▶ Problem description: Lay out the lines from the one with "Point to the white cloud" to the one with "[1351, 713]", both included, as a Markdown table with the columns Row and Line, skipping blank lines.
--- START Source data ---
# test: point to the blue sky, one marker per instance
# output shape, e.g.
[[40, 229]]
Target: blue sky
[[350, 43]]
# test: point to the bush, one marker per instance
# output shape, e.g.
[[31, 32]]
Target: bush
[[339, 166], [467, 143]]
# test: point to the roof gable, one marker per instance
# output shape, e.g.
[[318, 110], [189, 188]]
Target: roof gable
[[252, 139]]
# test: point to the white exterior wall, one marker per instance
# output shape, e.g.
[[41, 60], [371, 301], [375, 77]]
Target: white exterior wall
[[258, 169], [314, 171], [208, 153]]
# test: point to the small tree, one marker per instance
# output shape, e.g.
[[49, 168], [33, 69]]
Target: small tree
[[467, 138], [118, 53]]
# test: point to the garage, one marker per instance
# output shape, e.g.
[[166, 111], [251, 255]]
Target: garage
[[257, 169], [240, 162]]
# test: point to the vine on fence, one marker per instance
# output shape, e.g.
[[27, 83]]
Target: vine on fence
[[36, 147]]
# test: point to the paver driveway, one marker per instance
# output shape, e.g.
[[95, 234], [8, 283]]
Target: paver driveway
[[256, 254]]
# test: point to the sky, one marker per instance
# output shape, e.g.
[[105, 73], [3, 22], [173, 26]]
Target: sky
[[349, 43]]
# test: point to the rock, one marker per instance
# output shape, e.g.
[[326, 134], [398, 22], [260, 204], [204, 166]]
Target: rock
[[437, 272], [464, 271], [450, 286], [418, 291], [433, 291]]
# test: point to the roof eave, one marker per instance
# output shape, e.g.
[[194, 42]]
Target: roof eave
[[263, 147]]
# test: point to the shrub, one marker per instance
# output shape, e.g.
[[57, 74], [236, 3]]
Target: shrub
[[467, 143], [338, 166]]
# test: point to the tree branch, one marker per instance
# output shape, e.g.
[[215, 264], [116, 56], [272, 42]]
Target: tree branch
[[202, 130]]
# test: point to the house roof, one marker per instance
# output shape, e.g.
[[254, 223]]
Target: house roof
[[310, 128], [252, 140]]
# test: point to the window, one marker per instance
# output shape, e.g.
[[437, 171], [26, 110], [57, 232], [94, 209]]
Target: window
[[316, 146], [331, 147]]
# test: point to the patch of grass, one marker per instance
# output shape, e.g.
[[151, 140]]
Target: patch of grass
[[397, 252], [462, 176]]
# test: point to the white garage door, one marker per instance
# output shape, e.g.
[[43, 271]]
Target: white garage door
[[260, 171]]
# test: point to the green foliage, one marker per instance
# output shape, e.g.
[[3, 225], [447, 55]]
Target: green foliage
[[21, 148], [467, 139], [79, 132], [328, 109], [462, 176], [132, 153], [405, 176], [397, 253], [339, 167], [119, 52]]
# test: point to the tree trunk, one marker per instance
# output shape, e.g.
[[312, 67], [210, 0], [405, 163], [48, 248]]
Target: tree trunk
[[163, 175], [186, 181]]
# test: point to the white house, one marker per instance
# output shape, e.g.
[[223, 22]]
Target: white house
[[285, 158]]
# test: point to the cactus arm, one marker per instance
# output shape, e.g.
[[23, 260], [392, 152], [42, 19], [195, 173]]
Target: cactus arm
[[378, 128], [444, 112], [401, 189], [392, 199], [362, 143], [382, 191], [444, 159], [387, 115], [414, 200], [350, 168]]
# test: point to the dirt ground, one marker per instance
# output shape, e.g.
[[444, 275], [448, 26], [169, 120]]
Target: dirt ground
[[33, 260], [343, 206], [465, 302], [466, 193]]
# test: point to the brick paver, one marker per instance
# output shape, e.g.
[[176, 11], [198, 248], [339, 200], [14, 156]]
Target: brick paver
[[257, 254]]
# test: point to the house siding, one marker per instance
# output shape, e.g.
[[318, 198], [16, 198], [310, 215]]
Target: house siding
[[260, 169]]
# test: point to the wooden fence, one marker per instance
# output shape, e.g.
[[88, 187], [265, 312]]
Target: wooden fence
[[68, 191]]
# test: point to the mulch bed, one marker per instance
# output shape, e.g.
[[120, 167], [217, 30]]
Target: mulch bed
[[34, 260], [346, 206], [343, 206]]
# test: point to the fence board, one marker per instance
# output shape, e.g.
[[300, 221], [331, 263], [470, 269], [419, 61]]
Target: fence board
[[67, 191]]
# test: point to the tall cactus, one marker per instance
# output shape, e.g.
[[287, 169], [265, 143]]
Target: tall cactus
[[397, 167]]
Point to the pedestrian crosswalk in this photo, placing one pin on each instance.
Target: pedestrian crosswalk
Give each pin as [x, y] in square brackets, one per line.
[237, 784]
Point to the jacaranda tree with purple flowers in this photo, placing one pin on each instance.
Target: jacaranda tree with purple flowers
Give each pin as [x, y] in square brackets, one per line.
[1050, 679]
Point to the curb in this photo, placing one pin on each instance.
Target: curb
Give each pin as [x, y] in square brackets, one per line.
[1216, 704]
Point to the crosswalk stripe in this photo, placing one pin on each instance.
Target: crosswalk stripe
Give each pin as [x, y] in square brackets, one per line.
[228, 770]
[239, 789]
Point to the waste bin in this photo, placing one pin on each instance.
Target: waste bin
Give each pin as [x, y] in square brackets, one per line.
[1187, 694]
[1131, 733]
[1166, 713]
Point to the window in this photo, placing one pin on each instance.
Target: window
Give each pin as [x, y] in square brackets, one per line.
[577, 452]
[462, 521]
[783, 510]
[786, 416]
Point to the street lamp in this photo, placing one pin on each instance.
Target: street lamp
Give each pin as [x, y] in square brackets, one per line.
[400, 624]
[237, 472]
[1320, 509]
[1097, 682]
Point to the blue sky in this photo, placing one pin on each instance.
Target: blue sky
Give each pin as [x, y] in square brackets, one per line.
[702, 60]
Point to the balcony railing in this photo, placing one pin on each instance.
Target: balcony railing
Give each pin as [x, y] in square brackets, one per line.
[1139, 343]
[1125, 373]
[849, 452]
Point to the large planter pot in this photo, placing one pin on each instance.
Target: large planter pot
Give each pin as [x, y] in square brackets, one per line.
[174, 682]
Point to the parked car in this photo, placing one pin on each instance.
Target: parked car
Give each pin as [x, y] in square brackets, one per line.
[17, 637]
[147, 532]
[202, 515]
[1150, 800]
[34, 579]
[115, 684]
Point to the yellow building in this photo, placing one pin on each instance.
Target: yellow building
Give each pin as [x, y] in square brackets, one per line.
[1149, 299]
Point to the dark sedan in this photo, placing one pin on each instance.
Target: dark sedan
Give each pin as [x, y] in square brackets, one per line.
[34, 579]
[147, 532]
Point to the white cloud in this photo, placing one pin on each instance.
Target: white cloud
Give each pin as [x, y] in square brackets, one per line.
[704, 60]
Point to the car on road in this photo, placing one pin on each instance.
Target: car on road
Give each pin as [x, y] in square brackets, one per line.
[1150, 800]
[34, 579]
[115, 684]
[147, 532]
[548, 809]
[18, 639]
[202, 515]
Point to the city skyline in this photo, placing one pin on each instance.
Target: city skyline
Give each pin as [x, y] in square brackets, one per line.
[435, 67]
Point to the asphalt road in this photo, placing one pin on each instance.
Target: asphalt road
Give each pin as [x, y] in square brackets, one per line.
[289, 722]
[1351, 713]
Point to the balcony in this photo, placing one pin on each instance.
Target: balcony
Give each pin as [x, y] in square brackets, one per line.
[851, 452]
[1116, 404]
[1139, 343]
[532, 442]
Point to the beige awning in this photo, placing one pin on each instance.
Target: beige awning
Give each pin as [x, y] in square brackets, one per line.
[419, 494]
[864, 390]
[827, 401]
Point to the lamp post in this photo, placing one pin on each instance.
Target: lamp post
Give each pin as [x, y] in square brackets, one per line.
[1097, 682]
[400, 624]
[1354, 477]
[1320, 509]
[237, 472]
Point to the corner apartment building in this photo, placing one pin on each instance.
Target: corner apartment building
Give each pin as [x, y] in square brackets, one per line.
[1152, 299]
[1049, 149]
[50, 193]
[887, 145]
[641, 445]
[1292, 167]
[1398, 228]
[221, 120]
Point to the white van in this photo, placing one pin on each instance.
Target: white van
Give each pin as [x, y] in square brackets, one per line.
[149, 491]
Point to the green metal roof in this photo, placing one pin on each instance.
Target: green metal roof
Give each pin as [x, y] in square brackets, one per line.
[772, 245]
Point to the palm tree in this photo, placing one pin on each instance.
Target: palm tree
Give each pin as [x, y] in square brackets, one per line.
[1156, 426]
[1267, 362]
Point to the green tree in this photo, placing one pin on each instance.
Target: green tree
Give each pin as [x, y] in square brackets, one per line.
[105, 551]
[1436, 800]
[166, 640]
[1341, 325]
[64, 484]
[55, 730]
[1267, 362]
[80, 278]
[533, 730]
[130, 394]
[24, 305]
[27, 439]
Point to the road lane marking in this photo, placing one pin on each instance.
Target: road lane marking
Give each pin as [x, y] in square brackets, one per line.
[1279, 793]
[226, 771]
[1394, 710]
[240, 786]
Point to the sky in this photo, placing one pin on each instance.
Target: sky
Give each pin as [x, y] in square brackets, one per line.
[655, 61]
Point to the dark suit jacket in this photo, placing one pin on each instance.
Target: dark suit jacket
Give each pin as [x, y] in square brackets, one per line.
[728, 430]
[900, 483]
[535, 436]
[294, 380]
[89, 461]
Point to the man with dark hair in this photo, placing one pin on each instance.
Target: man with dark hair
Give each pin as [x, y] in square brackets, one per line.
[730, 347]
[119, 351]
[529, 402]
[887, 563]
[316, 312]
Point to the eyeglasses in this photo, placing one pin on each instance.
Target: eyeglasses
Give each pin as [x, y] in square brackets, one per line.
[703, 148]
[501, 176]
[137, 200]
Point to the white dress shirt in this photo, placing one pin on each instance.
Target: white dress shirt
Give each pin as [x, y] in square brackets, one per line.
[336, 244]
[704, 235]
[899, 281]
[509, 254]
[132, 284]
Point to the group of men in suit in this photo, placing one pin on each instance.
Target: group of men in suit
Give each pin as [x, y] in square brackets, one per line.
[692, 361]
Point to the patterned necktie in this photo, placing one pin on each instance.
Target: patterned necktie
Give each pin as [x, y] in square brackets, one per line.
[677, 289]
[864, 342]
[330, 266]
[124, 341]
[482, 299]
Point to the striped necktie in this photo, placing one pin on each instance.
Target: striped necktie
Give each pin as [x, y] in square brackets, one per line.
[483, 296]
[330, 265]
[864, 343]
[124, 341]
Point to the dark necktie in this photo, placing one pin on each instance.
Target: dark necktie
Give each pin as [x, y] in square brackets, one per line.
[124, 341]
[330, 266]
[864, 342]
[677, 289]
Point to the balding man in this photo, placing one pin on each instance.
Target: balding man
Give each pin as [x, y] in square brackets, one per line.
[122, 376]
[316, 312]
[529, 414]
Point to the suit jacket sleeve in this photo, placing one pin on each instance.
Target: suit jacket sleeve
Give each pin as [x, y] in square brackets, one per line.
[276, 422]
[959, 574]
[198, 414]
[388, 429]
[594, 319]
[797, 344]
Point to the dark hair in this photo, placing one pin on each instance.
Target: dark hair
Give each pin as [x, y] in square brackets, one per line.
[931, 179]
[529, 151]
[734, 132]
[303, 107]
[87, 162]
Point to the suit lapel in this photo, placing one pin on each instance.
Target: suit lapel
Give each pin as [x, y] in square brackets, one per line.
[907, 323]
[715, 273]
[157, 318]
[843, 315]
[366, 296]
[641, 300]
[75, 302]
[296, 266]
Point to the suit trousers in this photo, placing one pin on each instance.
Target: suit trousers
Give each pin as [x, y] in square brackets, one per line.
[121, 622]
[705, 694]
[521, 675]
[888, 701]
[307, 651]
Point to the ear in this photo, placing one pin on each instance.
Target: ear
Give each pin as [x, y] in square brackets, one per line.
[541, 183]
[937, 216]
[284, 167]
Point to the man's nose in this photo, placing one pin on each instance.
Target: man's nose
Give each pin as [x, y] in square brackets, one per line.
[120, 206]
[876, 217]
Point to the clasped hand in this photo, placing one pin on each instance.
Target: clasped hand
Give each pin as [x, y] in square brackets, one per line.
--- END Source data ---
▶ Result of this exercise:
| Row | Line |
|---|---|
| 1 | Point to the white cloud in this photo, placing one pin on each instance. |
| 2 | Target: white cloud |
| 3 | Give each pin as [x, y] in square brackets, one per line. |
| 4 | [704, 60] |
| 5 | Point to the car on road in this photo, placing one pin on each instance. |
| 6 | Target: car on road |
| 7 | Give each pin as [x, y] in square brackets, one per line. |
| 8 | [1150, 800] |
| 9 | [34, 579] |
| 10 | [115, 684] |
| 11 | [147, 532] |
| 12 | [548, 809] |
| 13 | [18, 639] |
| 14 | [202, 515] |
| 15 | Point to the city skyline in this photo, placing one pin on each instance. |
| 16 | Target: city skyline |
| 17 | Give each pin as [x, y] in square brackets, one per line. |
| 18 | [435, 67] |
| 19 | Point to the asphalt road in this photo, placing one pin on each instance. |
| 20 | Target: asphalt road |
| 21 | Give each pin as [x, y] in square brackets, one per line. |
| 22 | [289, 722] |
| 23 | [1351, 713] |